▸ **Data under study**:
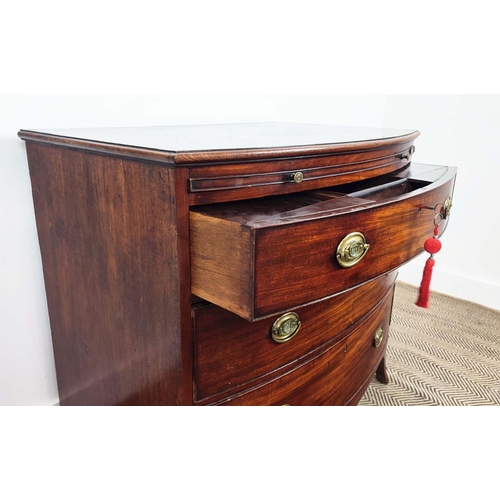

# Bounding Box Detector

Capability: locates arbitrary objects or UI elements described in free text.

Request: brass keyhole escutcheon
[373,327,384,348]
[443,196,452,220]
[336,232,370,268]
[271,312,301,343]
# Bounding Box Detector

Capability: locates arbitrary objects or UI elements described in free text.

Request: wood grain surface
[187,140,416,204]
[190,164,456,320]
[214,287,394,406]
[19,123,419,164]
[26,142,192,405]
[19,123,456,406]
[193,273,397,403]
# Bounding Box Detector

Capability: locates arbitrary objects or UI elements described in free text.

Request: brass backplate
[336,232,370,268]
[271,312,301,343]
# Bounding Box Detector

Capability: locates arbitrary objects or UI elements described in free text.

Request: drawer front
[193,273,396,403]
[213,287,394,406]
[191,163,456,320]
[188,140,416,205]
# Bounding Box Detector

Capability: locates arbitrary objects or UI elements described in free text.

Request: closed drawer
[212,285,394,406]
[193,273,396,403]
[190,163,456,321]
[188,140,416,205]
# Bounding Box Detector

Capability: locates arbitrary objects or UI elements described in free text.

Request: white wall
[384,95,500,311]
[0,95,385,406]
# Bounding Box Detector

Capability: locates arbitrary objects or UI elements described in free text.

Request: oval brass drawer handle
[373,327,384,348]
[271,312,301,343]
[336,232,370,268]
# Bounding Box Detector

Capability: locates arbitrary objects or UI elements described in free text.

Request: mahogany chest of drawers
[19,123,456,405]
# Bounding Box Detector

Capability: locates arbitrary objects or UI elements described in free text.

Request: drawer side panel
[190,212,253,319]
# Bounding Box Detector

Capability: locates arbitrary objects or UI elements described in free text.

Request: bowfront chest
[19,123,456,405]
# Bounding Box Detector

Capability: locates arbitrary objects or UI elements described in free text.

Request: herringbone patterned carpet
[358,282,500,406]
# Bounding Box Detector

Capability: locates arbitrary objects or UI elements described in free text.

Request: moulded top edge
[18,122,420,165]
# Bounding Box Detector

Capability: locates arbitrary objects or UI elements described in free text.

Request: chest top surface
[18,122,419,164]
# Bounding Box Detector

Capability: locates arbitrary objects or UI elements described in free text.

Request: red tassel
[415,256,435,308]
[415,205,446,308]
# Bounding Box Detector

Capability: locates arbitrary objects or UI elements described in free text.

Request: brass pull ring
[336,232,370,268]
[373,327,384,348]
[419,196,452,220]
[271,312,301,343]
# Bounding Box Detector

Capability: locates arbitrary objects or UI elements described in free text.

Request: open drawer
[190,163,457,321]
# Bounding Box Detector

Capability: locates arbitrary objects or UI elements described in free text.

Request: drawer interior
[329,176,428,201]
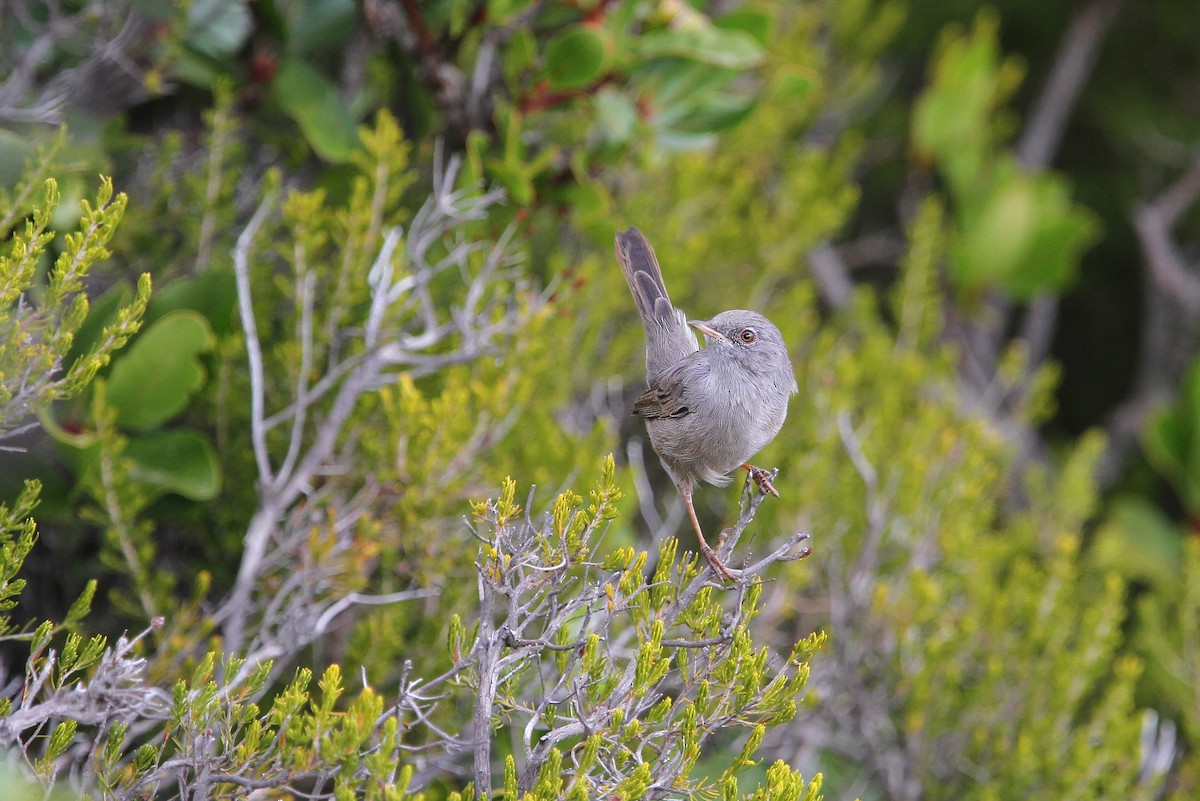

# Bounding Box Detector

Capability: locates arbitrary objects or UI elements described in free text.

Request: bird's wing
[633,384,691,419]
[633,355,705,419]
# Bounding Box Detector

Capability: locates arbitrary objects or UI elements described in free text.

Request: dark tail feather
[615,227,674,325]
[614,227,697,381]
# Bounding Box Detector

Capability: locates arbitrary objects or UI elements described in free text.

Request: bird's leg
[741,463,780,499]
[683,488,735,582]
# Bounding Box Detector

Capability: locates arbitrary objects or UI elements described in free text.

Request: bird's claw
[701,545,736,582]
[743,464,780,499]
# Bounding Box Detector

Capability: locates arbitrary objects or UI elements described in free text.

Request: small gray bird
[615,227,797,580]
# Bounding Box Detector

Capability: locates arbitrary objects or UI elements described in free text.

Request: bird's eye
[739,328,757,344]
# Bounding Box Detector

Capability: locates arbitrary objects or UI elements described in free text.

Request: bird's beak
[688,320,729,343]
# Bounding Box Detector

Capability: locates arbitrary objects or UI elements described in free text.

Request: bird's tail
[615,227,675,325]
[614,227,697,380]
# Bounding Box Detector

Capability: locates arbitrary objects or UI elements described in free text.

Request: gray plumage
[615,227,797,579]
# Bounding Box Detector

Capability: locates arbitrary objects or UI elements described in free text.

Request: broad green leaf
[0,129,34,189]
[125,429,221,501]
[638,59,735,113]
[910,11,1021,197]
[39,408,98,450]
[544,26,609,90]
[1143,408,1187,485]
[284,0,356,55]
[187,0,253,59]
[504,28,539,88]
[104,311,214,431]
[1005,184,1097,297]
[592,88,637,143]
[910,32,994,158]
[171,48,229,88]
[950,167,1097,298]
[716,7,773,46]
[635,25,764,69]
[1143,360,1200,510]
[272,58,361,163]
[950,171,1037,289]
[770,67,818,105]
[489,0,535,26]
[1092,497,1185,591]
[146,270,238,336]
[668,89,757,134]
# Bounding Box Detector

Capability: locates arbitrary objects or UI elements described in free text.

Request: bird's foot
[700,544,736,582]
[742,463,780,499]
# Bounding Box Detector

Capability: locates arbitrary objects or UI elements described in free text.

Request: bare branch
[221,158,531,659]
[1016,0,1125,171]
[1097,157,1200,485]
[313,588,440,635]
[807,241,855,310]
[233,191,278,487]
[1132,159,1200,314]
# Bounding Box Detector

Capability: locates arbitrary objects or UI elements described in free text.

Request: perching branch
[459,463,816,797]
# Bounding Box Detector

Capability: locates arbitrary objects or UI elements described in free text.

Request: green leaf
[635,25,765,69]
[1143,360,1200,510]
[669,88,757,134]
[187,0,253,59]
[544,26,609,90]
[592,88,638,144]
[1007,184,1098,296]
[631,57,758,144]
[489,0,536,26]
[104,311,214,431]
[171,47,232,88]
[770,67,818,105]
[125,429,221,501]
[146,270,239,336]
[0,129,34,189]
[909,11,1014,195]
[949,167,1097,298]
[950,170,1037,288]
[39,407,98,450]
[716,7,773,47]
[1092,497,1185,591]
[284,0,357,55]
[272,58,361,163]
[910,40,993,190]
[503,28,539,89]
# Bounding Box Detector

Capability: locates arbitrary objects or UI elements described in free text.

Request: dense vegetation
[1,0,1198,798]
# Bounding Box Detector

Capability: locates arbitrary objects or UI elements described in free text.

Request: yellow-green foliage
[1,174,150,440]
[1134,537,1200,790]
[154,657,420,801]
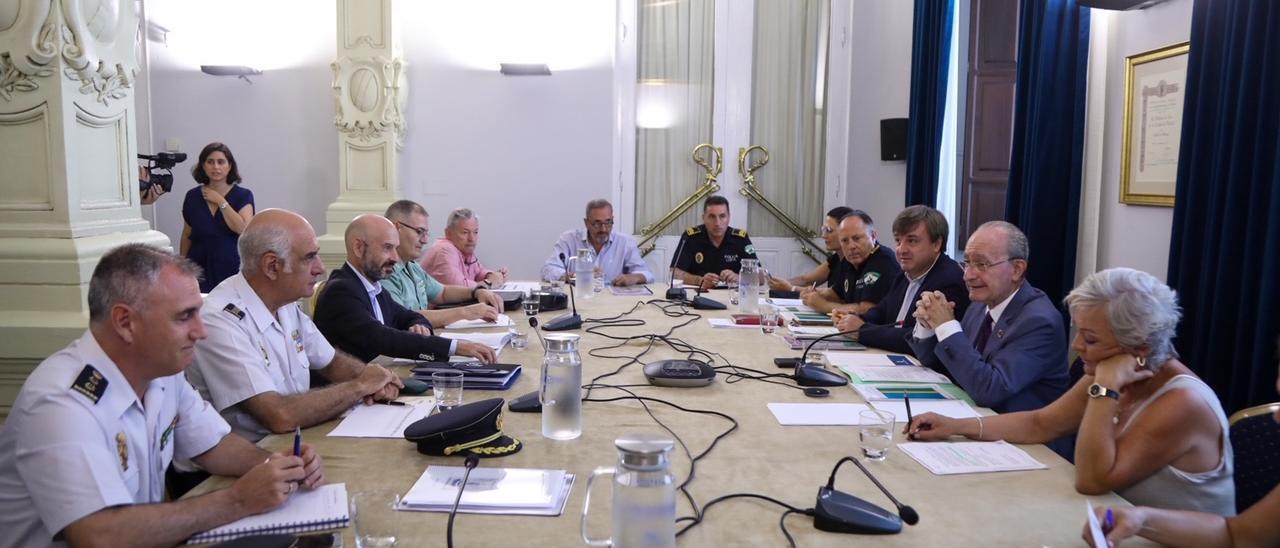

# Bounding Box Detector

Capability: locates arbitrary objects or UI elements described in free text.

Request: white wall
[1085,0,1191,281]
[843,0,913,228]
[142,1,615,280]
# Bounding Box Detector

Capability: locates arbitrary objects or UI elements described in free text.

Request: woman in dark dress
[181,142,255,293]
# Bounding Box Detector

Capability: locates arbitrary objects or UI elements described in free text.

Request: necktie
[974,312,994,354]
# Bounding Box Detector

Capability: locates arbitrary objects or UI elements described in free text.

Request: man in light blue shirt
[382,200,506,327]
[541,199,654,286]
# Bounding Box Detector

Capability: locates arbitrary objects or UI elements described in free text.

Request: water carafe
[541,333,583,440]
[569,248,597,300]
[738,259,761,314]
[581,433,677,548]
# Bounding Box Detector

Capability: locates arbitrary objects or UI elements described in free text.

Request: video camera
[138,152,188,193]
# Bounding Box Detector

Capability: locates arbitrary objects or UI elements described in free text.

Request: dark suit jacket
[908,282,1070,413]
[857,254,969,354]
[313,263,452,363]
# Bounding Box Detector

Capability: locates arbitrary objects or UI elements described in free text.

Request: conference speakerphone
[643,359,716,387]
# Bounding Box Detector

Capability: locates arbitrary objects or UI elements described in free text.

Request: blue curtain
[904,0,955,207]
[1168,0,1280,413]
[1004,0,1090,307]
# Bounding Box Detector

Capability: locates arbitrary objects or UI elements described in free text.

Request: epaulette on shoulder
[733,228,748,238]
[686,225,704,236]
[71,364,107,404]
[222,303,246,320]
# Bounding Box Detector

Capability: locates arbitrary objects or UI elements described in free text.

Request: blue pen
[293,426,301,457]
[1104,507,1114,531]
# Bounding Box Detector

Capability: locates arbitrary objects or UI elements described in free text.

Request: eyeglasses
[588,219,615,229]
[396,221,429,239]
[959,259,1014,272]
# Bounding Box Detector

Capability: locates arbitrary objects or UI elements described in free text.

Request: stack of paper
[788,326,841,339]
[898,441,1048,475]
[440,331,512,352]
[853,384,955,401]
[497,281,542,292]
[609,285,653,296]
[444,314,515,329]
[399,467,575,516]
[823,352,919,367]
[328,398,436,438]
[868,400,980,422]
[780,310,834,326]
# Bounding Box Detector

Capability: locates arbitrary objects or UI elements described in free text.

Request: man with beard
[540,199,653,286]
[313,214,496,364]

▸ **Task description**: The assignment is to restate, word for word, each line from the one containing "Request: blue curtain" through the final line of the material above.

▸ **Response to this exercise**:
Request: blue curtain
[904,0,955,207]
[1168,0,1280,413]
[1004,0,1090,307]
# Bounding Box Detector

Capability: locates arbitrary objects or UI elements described in free text.

Request: epaulette on shoulder
[733,228,748,238]
[686,225,704,236]
[71,364,107,404]
[222,303,246,320]
# Bounding Box Detector

Capability: locates arbitrary objects or UI elements described in free text.

Request: blue pen
[293,426,301,457]
[1104,507,1114,531]
# Bounding Box Detector

Capability: locates arbitrary objects or UI elements described in free text.

Request: eyeglasses
[588,219,615,229]
[396,221,429,239]
[959,259,1014,272]
# Bounding Box Detector

Capability: locates arbitrary objects or UI elements described in free text.

Request: stack of paper
[788,326,841,339]
[898,441,1048,475]
[440,331,512,352]
[853,384,955,401]
[497,281,542,292]
[609,285,653,296]
[444,314,515,329]
[399,467,575,516]
[823,352,919,367]
[328,398,436,438]
[868,400,980,422]
[780,310,834,326]
# Bounding Box Detector

Capability: locates arbitrary objects or UI elements described in free text.

Request: man with beard
[540,199,653,286]
[313,214,496,364]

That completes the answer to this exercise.